━━ Records for processing
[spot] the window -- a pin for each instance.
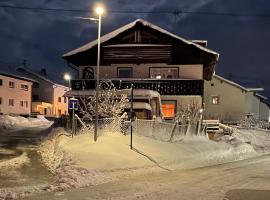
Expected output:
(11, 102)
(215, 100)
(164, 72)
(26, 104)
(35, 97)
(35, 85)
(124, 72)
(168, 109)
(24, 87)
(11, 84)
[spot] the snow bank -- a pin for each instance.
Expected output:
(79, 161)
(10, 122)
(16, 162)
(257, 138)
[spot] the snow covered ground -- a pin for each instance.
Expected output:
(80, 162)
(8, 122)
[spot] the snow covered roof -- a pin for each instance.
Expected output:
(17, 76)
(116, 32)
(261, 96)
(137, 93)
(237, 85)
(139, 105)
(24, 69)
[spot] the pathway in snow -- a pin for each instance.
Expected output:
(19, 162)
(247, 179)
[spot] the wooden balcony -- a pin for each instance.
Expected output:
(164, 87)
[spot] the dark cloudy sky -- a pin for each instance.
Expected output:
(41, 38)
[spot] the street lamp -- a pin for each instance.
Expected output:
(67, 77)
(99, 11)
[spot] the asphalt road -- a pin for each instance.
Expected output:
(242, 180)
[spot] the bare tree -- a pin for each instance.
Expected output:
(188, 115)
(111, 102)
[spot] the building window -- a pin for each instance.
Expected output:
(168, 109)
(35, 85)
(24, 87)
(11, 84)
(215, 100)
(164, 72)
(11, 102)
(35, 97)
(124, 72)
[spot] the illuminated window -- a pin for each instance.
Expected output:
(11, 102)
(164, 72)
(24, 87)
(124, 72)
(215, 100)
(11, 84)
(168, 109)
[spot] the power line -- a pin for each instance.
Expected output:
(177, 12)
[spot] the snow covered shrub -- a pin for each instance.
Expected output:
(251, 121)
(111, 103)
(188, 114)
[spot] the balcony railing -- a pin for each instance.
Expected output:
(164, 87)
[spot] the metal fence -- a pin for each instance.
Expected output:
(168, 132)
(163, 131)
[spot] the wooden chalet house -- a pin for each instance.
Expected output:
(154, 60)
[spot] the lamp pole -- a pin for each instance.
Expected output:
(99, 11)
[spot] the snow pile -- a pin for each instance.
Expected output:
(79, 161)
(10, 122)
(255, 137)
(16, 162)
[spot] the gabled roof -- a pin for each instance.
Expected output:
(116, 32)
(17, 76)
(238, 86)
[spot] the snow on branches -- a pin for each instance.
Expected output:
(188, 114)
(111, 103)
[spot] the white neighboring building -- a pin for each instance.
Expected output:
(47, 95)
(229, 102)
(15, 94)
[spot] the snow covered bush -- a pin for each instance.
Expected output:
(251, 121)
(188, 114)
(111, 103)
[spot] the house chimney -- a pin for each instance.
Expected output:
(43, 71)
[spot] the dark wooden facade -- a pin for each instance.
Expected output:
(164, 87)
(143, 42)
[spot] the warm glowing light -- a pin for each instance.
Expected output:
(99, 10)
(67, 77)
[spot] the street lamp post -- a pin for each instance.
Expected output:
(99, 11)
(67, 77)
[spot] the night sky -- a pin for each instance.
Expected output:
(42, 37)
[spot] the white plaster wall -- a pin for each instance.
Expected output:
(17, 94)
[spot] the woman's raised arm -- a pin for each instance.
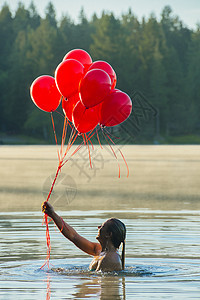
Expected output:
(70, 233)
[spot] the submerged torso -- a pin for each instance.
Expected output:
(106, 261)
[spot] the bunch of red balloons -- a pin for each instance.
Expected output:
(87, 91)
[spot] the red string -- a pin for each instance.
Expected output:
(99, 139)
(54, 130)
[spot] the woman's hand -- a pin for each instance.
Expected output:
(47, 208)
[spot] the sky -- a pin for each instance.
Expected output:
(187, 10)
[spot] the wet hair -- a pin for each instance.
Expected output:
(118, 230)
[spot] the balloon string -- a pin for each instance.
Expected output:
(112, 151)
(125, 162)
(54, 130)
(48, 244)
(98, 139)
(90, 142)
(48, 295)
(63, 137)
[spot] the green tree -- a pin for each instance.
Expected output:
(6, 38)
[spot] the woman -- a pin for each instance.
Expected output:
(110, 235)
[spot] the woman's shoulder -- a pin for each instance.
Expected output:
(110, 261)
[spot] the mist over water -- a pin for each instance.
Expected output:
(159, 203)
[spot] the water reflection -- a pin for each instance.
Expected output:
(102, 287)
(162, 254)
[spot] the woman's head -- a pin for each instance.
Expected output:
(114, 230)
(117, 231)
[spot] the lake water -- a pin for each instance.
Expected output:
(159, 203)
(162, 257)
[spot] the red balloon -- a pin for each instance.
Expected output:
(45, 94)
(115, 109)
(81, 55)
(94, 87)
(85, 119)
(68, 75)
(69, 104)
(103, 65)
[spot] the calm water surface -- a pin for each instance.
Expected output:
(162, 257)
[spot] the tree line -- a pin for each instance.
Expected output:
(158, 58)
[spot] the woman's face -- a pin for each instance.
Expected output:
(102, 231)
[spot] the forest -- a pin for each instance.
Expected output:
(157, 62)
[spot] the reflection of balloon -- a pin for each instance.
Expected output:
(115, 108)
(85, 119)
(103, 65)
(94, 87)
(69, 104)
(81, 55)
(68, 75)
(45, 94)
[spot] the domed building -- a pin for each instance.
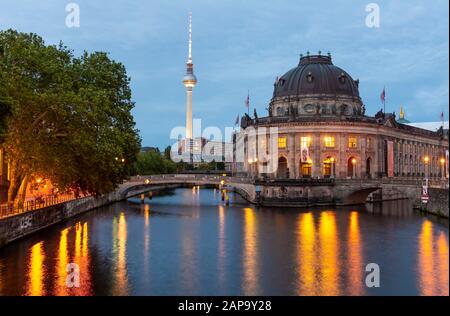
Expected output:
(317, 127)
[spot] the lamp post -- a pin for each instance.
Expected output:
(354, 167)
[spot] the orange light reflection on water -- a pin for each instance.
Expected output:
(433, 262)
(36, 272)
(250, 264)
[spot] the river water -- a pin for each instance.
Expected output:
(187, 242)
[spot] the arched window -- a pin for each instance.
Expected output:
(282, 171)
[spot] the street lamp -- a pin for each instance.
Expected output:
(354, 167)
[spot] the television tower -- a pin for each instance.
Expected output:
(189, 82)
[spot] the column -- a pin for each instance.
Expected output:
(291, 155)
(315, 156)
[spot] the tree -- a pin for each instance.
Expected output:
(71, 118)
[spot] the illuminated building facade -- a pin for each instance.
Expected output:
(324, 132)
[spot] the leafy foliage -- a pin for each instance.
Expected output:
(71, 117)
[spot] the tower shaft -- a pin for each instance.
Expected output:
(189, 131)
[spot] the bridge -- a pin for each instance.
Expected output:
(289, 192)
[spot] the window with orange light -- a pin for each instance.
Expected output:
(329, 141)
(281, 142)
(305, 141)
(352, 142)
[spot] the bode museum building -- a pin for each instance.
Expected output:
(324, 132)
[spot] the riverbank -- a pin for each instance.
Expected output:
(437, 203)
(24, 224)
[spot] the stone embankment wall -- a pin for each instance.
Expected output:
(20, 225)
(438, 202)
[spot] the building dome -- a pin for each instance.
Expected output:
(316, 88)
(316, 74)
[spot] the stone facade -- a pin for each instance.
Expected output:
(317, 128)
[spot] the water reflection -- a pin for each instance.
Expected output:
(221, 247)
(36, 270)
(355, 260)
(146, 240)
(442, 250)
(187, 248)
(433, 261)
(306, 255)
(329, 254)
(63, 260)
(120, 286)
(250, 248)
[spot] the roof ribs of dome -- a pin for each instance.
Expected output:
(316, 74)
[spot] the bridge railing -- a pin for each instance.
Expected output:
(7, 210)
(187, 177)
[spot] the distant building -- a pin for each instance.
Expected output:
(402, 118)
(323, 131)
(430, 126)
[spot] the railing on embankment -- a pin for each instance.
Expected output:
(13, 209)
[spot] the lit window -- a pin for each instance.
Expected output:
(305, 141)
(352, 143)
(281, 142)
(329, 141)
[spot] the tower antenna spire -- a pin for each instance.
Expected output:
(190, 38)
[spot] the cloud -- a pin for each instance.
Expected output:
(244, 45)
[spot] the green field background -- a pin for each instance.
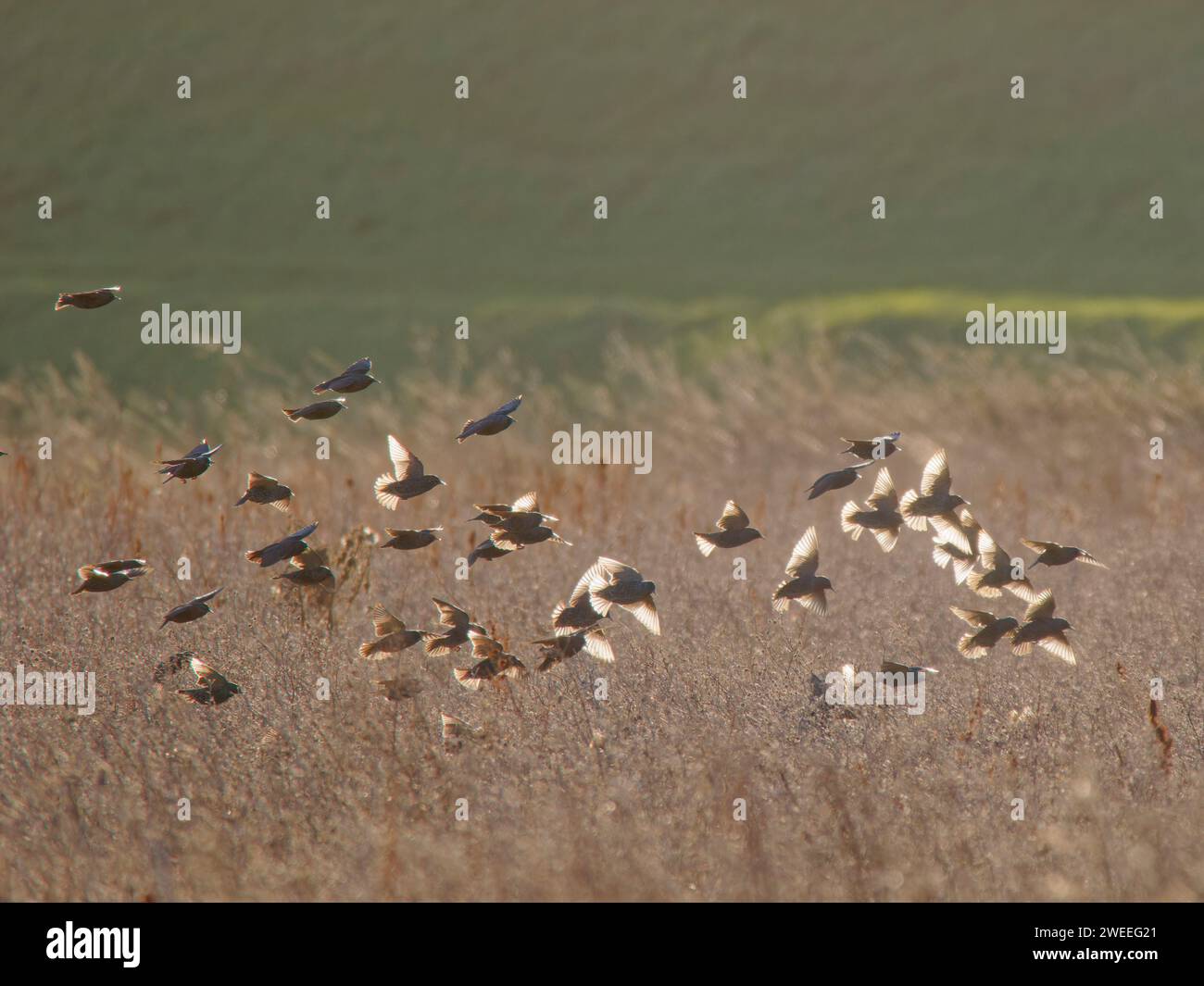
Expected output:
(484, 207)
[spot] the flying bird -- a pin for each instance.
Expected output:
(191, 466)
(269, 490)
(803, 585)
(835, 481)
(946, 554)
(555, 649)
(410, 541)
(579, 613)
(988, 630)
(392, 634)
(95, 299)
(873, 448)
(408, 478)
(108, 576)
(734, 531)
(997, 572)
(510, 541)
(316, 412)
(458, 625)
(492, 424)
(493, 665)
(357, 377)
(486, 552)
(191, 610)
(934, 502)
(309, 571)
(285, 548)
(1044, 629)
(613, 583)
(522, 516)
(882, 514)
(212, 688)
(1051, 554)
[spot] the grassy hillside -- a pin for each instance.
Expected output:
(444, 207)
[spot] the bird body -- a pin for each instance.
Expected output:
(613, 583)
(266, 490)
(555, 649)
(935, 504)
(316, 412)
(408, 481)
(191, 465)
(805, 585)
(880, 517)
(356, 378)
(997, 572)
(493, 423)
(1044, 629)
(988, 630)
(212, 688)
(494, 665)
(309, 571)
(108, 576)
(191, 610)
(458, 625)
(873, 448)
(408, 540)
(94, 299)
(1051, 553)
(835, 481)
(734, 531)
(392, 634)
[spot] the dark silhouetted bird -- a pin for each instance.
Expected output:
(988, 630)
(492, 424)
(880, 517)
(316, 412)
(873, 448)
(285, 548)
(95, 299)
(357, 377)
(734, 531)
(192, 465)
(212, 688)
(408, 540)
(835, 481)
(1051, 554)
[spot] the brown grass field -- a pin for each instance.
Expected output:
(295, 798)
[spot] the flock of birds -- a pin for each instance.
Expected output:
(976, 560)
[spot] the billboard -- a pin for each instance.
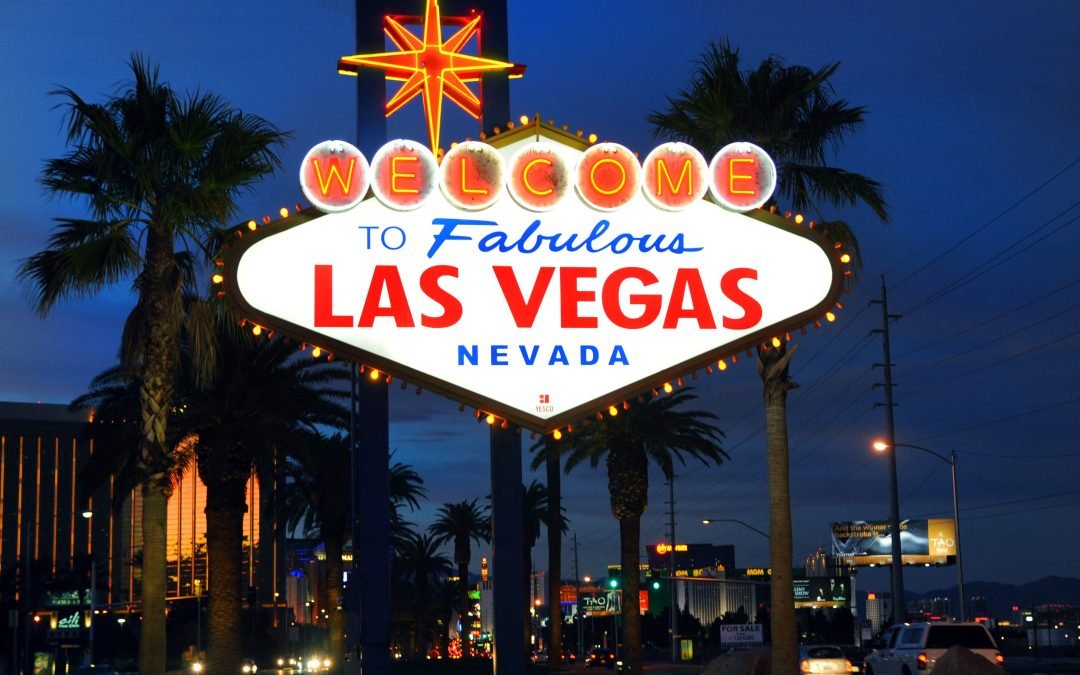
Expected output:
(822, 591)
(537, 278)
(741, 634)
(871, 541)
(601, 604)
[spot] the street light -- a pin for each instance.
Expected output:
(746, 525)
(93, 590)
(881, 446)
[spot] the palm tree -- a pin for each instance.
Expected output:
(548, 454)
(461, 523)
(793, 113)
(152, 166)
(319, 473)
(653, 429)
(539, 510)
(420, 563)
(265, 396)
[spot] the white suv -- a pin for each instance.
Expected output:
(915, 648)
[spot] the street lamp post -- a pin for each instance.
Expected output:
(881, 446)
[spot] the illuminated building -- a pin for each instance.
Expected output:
━━━━
> **What the task requires**
Each line from the one that contains "[spot] the brown" through the end of the records should be restated exactly; include both end lines and leave any pictures out.

> **Result**
[spot] the brown grass field -- a pin for each instance.
Expected output:
(295, 798)
[spot] the flock of birds -- a pin for each instance.
Expected output:
(976, 560)
[spot] the billboard -- a pin for each instance.
Expected output:
(822, 591)
(537, 278)
(741, 634)
(871, 541)
(601, 604)
[spot] the street light -- a pin for each instance.
Expected output:
(746, 525)
(93, 590)
(881, 446)
[spot] the palm tree -- a pin for each instance.
Expected output:
(548, 454)
(461, 523)
(793, 113)
(152, 166)
(319, 473)
(653, 429)
(539, 510)
(420, 563)
(265, 396)
[spot] the white suv -- a pin for each instance.
Expected output:
(915, 648)
[spot] the street lamp post -- a pin for each instance.
Expected output:
(881, 446)
[spot] the illuminated building -- a pin for each instance.
Expected output:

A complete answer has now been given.